___ Stored data
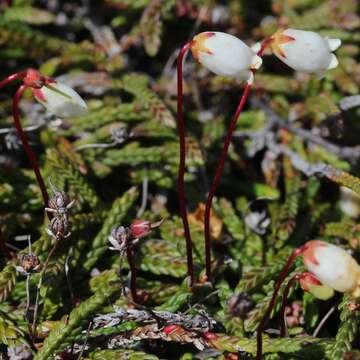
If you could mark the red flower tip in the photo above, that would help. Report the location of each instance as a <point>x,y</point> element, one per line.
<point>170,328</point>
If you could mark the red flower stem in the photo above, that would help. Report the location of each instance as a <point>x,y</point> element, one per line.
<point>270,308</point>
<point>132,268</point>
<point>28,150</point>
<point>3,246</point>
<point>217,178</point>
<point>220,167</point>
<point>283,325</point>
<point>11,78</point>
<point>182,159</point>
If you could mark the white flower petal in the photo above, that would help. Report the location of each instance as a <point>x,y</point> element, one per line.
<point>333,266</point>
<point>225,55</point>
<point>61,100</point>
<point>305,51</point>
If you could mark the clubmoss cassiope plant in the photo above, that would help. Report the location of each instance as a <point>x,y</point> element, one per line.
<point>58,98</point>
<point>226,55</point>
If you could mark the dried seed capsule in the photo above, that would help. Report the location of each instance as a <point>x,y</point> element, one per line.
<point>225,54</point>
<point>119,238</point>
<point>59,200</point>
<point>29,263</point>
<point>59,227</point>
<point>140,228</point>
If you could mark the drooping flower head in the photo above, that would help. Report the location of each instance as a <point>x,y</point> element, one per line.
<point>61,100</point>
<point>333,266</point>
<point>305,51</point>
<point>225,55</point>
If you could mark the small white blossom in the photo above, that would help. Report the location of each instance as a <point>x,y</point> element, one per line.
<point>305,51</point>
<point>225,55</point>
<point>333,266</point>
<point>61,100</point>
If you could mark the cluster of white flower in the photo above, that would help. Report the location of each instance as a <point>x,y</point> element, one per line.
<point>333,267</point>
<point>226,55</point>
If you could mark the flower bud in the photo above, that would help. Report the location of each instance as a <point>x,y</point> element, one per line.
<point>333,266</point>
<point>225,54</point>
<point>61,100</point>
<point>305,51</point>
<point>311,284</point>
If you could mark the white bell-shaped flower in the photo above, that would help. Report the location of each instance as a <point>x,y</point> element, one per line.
______
Exercise details:
What you return must match the records above exactly, minus any images.

Result of the task:
If you could mark the red flower tip in the photo above, that would help. Report the location of each instance as a <point>x,y</point> element, one per line.
<point>170,328</point>
If you could mark the red flower stem in the photo above, that would help. Report the location of each instance as a <point>x,y</point> element, one per line.
<point>270,308</point>
<point>132,268</point>
<point>28,150</point>
<point>3,246</point>
<point>217,178</point>
<point>220,167</point>
<point>283,325</point>
<point>11,78</point>
<point>182,159</point>
If you could mark the white flower petal in the photo above, that would help. Report the location of each instance as a <point>x,y</point> element, one per line.
<point>333,266</point>
<point>225,55</point>
<point>61,100</point>
<point>305,51</point>
If you could mark the clubmoss cassiope plant in the photo above, that would help. Report the location of each instance as a <point>x,y</point> element, one per line.
<point>58,98</point>
<point>226,55</point>
If you could mark the dried seed capsule in the photo above, that would help. Report the location of each instance as a <point>x,y</point> element, one per line.
<point>225,54</point>
<point>119,238</point>
<point>59,200</point>
<point>29,263</point>
<point>59,227</point>
<point>140,228</point>
If you could mark the drooping flower head in the photo above, that would help. Report the location of each instance as a <point>x,y</point> element, one per line.
<point>61,100</point>
<point>333,266</point>
<point>305,51</point>
<point>225,55</point>
If you could mark the small white blossom in the photo above, that would help. Report the location of each instance as a <point>x,y</point> element, one per line.
<point>305,51</point>
<point>225,55</point>
<point>333,266</point>
<point>61,100</point>
If you could mark the cluster of white flower in the photo above, that would help. Report the location of each instance as a <point>x,y</point> element, one per line.
<point>333,267</point>
<point>226,55</point>
If you could mark the flower bud in the photo above, that would help. Report the location of each instance as a <point>x,y</point> element, one per line.
<point>333,266</point>
<point>225,54</point>
<point>61,100</point>
<point>305,51</point>
<point>311,284</point>
If you could mark the white bell-shaped flower in the photo above, that would help. Report the location of each instance as a <point>x,y</point> element, one per line.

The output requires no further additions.